> _Task to complete_: Please reproduce each of the entries below, character for character.

> _Information given_:
┄┄┄┄┄┄┄┄┄┄

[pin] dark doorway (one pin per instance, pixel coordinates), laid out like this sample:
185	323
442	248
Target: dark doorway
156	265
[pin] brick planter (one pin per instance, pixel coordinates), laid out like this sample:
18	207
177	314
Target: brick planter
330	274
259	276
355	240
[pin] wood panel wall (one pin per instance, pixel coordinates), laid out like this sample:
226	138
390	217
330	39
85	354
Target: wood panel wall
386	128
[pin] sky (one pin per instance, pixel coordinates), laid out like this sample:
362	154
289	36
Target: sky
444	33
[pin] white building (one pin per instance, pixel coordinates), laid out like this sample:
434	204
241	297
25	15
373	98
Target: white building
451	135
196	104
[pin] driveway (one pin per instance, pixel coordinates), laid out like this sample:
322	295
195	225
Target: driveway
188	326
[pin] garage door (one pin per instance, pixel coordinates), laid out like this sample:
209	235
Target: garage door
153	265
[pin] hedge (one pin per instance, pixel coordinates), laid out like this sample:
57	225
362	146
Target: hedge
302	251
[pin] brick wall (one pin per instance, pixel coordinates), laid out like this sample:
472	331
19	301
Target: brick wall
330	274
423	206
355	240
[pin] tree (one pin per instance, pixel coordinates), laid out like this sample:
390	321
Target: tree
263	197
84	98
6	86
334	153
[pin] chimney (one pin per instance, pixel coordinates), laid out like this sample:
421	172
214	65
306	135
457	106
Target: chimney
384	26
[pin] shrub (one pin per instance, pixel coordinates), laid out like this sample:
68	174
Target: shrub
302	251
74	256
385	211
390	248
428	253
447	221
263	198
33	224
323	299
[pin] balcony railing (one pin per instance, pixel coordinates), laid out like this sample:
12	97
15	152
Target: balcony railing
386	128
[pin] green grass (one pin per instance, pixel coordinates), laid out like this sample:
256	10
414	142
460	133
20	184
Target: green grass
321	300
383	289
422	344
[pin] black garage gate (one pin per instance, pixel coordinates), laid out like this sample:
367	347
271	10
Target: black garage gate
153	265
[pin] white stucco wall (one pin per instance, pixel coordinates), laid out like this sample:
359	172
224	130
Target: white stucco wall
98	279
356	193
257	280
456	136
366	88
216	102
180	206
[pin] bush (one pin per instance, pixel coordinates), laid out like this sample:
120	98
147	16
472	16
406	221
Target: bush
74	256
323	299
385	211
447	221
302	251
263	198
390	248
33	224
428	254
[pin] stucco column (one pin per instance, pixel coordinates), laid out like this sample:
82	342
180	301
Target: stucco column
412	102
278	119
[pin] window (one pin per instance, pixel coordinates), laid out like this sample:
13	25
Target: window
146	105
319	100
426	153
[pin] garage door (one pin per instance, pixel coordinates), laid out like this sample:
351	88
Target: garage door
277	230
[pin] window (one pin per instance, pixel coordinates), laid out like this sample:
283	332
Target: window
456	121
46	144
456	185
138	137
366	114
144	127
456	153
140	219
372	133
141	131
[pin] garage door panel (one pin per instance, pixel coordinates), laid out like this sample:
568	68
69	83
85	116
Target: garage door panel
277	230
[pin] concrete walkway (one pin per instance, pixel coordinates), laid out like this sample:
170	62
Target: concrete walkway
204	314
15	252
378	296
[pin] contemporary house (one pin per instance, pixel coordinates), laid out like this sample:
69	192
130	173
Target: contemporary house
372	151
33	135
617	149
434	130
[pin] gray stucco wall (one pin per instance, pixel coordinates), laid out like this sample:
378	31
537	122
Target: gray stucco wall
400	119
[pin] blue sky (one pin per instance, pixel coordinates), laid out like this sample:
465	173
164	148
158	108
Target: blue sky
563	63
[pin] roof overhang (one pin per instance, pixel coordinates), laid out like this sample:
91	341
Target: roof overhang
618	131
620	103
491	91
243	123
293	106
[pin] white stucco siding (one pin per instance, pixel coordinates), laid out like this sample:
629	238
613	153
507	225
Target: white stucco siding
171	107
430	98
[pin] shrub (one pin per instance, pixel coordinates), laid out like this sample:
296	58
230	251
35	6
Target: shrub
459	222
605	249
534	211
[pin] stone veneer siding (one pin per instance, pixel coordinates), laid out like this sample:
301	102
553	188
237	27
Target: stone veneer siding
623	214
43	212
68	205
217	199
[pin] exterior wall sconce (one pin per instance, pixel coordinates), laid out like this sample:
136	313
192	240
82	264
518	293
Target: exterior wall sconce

┄┄┄┄┄┄┄┄┄┄

> _Response_:
[pin] dark doorway (one pin per instance, pixel coordinates), laid out like this sample:
185	323
442	248
Target: dark doorway
156	265
[pin] brick planter (one pin per instance, pixel coordinates), laid out like this sample:
18	207
177	314
Target: brick planter
330	274
259	276
355	240
[pin] wood panel wall (one pin per instance, pixel coordinates), laid out like this sample:
226	138
390	217
330	39
85	354
Target: wood panel wall
386	128
[pin] sky (one pin per instance, pixel coordinates), laid out like this sample:
362	154
289	36
Target: sky
444	33
[pin] white building (one pin per instance, pixel coordinates), laid out like this sample:
434	204
241	297
25	15
373	98
Target: white building
451	135
196	104
[pin] driveway (one pin per instance, pixel coordinates), laid out like this sample:
322	295
195	225
Target: driveway
188	326
[pin] garage door (one pin per instance, pixel coordinates), laid out like this sample:
209	235
Target: garage door
153	265
[pin] hedge (one pin per instance, pixel coordinates), laid out like this sample:
57	225
362	146
Target: hedge
302	251
[pin] brick wall (one pin per instance, pixel coordinates), laid out like this sample:
472	331
19	301
Target: brick wall
330	274
423	206
355	240
[pin] tree (one pin per instance, pixel coordinates), laid out like this sample:
390	321
Target: tree
263	197
84	98
6	86
334	153
[pin] chimney (one pin per instance, pixel coordinates), laid out like this sample:
421	172
214	65
306	135
457	106
Target: chimney
384	26
[pin] shrub (one pin per instance, pixel coordinates), laid out like this sample:
68	174
Target: shrub
302	251
74	256
385	211
390	248
428	253
447	221
263	198
33	224
323	299
[pin] balcony railing (one pin per instance, pixel coordinates), laid out like this sample:
12	97
15	152
Target: balcony railing
386	128
[pin] green grass (one pin per instance, pixel coordinates), laid out like this sample:
256	10
414	142
460	133
20	184
Target: green grass
321	300
383	289
422	344
[pin] black garage gate (one pin per instance, pixel coordinates), laid out like this sample:
367	347
271	10
Target: black garage gate
153	265
[pin] white stucco wall (one pin per instance, pixel coordinates), laid out like this sample:
359	172
224	130
Target: white stucco wall
98	279
356	193
257	280
456	136
366	88
216	102
180	206
[pin] bush (one pin per instance, pixel coordinates), laid out like this sample:
120	98
147	16
472	16
406	221
Target: bush
74	256
323	299
385	211
447	221
302	251
263	198
390	248
33	224
428	254
[pin] stucco column (one pin per instance, pixel coordinates), laid out like this sample:
82	342
180	301
Target: stucco column
412	102
278	119
[pin] window (one pin per instance, pixel coordinates), laid out like this sample:
13	25
Target: window
146	105
319	100
426	153
[pin] garage door (one pin per instance, pixel coordinates), laid out like this sample:
351	88
Target: garage door
277	230
[pin] window (one pin per instance, pixel coordinates), laid out like this sample:
283	332
Target: window
456	121
46	144
456	185
138	137
366	114
144	127
456	153
140	219
372	133
141	131
[pin] garage door panel (one pin per instance, pixel coordinates), laid out like this sample:
568	68
69	83
85	116
Target: garage door panel
277	230
[pin] concrete walkway (one pin per instance, pixel coordinates), laid out like this sample:
170	62
Target: concrete walkway
204	314
15	252
378	296
[pin] contemporary house (one pin per instance, pixel coordinates), laid out like this sample:
69	192
130	173
Target: contemporary house
372	151
33	135
617	149
434	130
[pin] gray stucco wall (one pin per instance, pixel coordinates), laid out like this sample:
378	31
537	122
Target: gray stucco wall
400	119
[pin] blue sky (one pin per instance, pixel coordinates), laid out like this sample:
465	173
164	148
158	108
Target: blue sky
563	63
[pin] roof overhang (one pin per instance, pixel coordinates), laid out like this sample:
91	341
Target: roof overhang
618	131
620	103
491	91
243	123
293	106
[pin] white stucco siding (one pin per instance, pixel coordinates), laid out like this sample:
629	238
613	153
507	225
Target: white stucco siding
171	107
430	98
[pin] shrub (one pin per instance, pixel coordinates), laid out like this sample:
296	58
230	251
35	6
Target: shrub
459	222
605	249
534	211
[pin] stone veneer siding (one pin per instance, pixel coordinates), laid out like this sample:
301	102
553	188
237	27
Target: stone veneer siding
623	214
43	212
68	205
217	199
[pin] exterior wall sconce (one pin per instance, pixel coordinates), laid out like this sample:
136	313
192	240
82	264
518	293
Target: exterior wall sconce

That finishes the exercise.